**Supplied material:**
________________________

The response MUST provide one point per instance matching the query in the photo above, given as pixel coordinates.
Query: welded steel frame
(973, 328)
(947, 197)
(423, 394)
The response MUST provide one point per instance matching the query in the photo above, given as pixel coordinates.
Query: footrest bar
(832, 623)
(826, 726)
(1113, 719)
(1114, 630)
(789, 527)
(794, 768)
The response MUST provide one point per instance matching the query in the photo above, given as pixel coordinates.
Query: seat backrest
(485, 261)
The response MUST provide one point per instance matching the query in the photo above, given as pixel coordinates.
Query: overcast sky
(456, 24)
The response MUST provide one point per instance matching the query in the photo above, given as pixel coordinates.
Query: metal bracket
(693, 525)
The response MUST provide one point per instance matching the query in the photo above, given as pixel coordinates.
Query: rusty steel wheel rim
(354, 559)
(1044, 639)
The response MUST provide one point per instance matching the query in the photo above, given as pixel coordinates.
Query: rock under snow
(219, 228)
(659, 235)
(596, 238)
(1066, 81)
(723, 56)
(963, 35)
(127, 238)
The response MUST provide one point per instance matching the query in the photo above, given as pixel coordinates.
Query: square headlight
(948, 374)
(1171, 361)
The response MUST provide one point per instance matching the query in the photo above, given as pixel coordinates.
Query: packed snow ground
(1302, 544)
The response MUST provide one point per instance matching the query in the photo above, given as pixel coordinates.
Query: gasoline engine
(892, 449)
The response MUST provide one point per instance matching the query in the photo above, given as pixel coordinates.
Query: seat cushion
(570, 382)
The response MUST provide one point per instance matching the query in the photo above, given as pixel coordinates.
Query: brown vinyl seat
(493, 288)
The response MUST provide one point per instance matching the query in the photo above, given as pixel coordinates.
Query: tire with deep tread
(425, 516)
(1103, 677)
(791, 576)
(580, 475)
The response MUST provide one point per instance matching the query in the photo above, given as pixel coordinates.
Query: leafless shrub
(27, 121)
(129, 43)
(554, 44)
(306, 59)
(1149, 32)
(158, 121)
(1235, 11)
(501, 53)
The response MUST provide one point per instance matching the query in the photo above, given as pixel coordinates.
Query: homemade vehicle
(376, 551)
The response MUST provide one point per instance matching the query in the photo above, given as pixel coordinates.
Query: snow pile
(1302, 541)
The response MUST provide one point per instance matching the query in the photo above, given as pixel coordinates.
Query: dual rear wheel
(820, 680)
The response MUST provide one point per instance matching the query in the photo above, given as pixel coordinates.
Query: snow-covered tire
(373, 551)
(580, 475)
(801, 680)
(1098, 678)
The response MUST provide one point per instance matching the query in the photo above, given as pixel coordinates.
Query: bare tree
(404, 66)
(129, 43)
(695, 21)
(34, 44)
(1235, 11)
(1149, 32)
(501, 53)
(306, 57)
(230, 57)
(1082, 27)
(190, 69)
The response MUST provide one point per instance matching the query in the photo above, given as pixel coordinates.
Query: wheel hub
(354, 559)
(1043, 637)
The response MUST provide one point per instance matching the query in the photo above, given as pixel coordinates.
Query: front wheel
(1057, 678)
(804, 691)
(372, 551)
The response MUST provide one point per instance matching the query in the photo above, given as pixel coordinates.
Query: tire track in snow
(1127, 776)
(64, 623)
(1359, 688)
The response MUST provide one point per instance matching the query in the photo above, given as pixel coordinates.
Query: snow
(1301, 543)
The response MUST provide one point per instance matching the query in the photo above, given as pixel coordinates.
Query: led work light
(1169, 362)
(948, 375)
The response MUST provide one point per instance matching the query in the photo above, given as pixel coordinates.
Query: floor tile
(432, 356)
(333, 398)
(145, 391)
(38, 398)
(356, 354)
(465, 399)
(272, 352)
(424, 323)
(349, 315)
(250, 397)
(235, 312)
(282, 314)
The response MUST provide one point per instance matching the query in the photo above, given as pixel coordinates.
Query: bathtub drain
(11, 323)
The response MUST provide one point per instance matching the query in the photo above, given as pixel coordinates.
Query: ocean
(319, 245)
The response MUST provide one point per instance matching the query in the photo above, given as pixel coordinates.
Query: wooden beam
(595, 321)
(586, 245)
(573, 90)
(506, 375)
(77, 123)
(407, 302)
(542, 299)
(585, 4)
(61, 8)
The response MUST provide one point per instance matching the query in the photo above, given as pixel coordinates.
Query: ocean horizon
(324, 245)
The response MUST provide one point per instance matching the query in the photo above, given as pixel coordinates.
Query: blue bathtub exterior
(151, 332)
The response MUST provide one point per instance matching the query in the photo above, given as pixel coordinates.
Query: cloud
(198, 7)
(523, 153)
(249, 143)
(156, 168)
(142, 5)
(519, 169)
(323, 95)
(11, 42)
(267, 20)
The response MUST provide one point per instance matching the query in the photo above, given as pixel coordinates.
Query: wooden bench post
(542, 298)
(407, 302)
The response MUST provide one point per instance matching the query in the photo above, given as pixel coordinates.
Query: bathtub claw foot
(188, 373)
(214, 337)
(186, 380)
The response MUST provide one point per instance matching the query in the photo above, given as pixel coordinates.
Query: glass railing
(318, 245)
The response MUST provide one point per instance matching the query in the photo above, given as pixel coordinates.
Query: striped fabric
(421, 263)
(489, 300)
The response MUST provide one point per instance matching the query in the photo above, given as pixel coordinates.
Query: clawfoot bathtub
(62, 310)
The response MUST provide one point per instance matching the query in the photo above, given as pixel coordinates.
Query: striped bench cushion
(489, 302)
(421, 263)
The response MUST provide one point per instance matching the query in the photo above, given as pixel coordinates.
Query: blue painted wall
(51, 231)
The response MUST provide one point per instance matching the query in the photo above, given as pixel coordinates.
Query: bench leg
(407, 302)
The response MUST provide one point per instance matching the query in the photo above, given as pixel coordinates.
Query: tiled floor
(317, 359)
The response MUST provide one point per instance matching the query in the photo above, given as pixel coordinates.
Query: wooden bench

________________________

**What is being asked:**
The lines wanted are those from the one with "Query: striped bench cushion" through the last line of the records, repeated exactly and with both ends included.

**Solution to this task:**
Query: striped bench cushion
(489, 302)
(421, 263)
The response MUST provide one point per instance matching the query in the photo above, given as pixel coordinates.
Query: blue painted wall
(51, 231)
The response MUST provide one point per instance matching the query in the photo above, given as pixel coordinates.
Query: bench leg
(407, 302)
The response MUST provide one point per instance matching the query in the photo above, given as pixel coordinates.
Query: tiled floor
(317, 359)
The response MUST provide one point per instance matching the query in the photo above, given as pixel coordinates.
Query: wooden bench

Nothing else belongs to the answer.